= Beginning of Section =
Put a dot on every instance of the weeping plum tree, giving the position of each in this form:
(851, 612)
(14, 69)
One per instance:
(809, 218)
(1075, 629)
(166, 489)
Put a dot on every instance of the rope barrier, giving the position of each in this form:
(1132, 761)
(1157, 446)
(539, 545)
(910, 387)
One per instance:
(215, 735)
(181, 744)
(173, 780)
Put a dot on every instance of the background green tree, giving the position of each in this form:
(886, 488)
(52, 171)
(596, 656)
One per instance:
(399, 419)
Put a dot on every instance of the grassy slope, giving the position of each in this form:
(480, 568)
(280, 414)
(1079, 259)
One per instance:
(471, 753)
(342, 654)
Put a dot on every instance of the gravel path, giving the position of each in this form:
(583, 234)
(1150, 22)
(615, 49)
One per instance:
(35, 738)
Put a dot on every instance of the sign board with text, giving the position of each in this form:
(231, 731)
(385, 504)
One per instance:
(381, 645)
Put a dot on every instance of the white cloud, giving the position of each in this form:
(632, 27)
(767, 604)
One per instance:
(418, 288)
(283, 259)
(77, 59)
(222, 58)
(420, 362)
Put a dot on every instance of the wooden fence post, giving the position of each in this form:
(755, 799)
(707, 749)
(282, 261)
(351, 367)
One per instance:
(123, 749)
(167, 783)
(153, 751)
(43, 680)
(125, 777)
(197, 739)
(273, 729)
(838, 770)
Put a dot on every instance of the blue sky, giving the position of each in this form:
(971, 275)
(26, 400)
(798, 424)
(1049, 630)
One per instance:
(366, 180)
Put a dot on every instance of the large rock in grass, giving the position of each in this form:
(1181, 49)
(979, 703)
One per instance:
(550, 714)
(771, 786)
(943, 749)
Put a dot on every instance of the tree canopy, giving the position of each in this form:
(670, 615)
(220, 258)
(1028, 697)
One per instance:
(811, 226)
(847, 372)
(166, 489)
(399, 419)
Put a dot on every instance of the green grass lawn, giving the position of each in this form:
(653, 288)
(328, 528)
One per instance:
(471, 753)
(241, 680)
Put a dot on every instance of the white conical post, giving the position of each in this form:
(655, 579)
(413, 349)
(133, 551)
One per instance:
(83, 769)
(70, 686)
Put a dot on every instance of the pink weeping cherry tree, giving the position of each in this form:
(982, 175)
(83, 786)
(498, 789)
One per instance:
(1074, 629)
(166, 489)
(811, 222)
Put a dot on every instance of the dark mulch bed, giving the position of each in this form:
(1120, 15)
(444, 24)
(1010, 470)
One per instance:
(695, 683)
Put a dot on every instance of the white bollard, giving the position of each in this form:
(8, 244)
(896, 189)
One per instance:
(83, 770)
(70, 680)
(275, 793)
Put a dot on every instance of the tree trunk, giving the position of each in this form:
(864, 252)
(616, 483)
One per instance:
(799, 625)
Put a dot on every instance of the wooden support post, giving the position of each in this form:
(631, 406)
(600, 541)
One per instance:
= End of Section =
Work task -
Above are the records. How many of their lines hold "post"? Answer with the number alone.

Finished exercise -
3